[Entries from a data source]
______

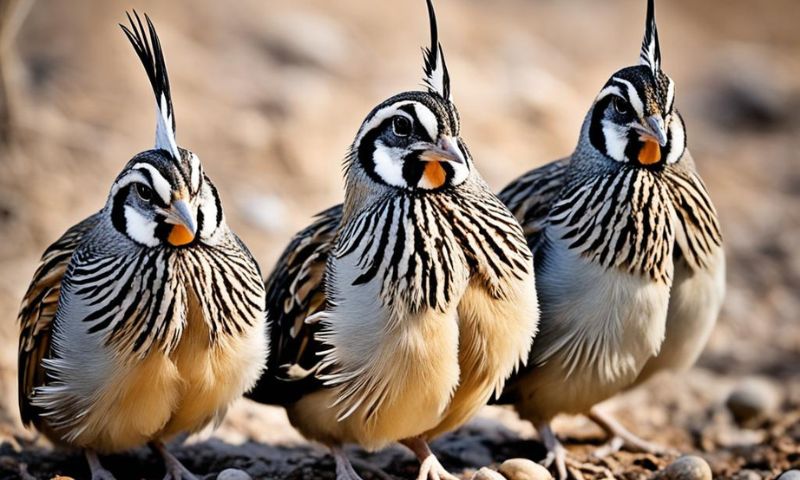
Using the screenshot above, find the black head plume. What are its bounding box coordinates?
[119,10,181,160]
[422,0,452,100]
[639,0,661,77]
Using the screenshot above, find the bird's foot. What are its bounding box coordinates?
[85,450,116,480]
[400,437,458,480]
[536,423,567,480]
[589,408,678,458]
[331,448,363,480]
[150,441,199,480]
[417,454,458,480]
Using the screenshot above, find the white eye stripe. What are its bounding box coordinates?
[132,163,172,205]
[125,205,160,247]
[372,142,408,187]
[189,153,203,192]
[601,120,628,162]
[612,77,644,118]
[594,85,624,103]
[667,115,686,164]
[355,100,438,145]
[414,103,439,141]
[666,78,675,112]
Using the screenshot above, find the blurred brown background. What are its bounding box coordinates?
[0,0,800,478]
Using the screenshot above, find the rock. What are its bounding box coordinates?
[217,468,253,480]
[653,455,712,480]
[497,458,553,480]
[725,377,781,424]
[472,467,506,480]
[731,470,764,480]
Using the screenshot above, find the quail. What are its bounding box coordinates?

______

Retype every entry above word for word, leaving out the pictures.

Using the screenshot above, find the black head plume. What are its bounding box coordinates?
[119,10,181,160]
[422,0,452,100]
[639,0,661,77]
Using the screenshot above, find the bird's foot. What are its bounding box coordinates?
[85,450,116,480]
[400,437,458,480]
[536,423,567,480]
[589,408,678,458]
[331,448,363,480]
[150,441,199,480]
[417,454,458,480]
Using the screenshot above, find the white eye stripe. What are its bounding box coordinates?
[132,163,172,205]
[125,205,160,247]
[372,142,408,187]
[189,153,203,192]
[601,120,628,162]
[612,77,644,118]
[594,85,624,103]
[667,115,686,164]
[355,100,438,145]
[414,103,439,141]
[666,78,675,112]
Using the screenshot above, find the blurred brown background. What are its bounding box coordinates?
[0,0,800,478]
Using the screenshot above, find the rock. What are its bounding box coordinates?
[217,468,253,480]
[653,455,712,480]
[497,458,553,480]
[725,377,781,424]
[472,467,506,480]
[731,470,764,480]
Using the screenshot above, find the quail. What are its bounding box coordinates?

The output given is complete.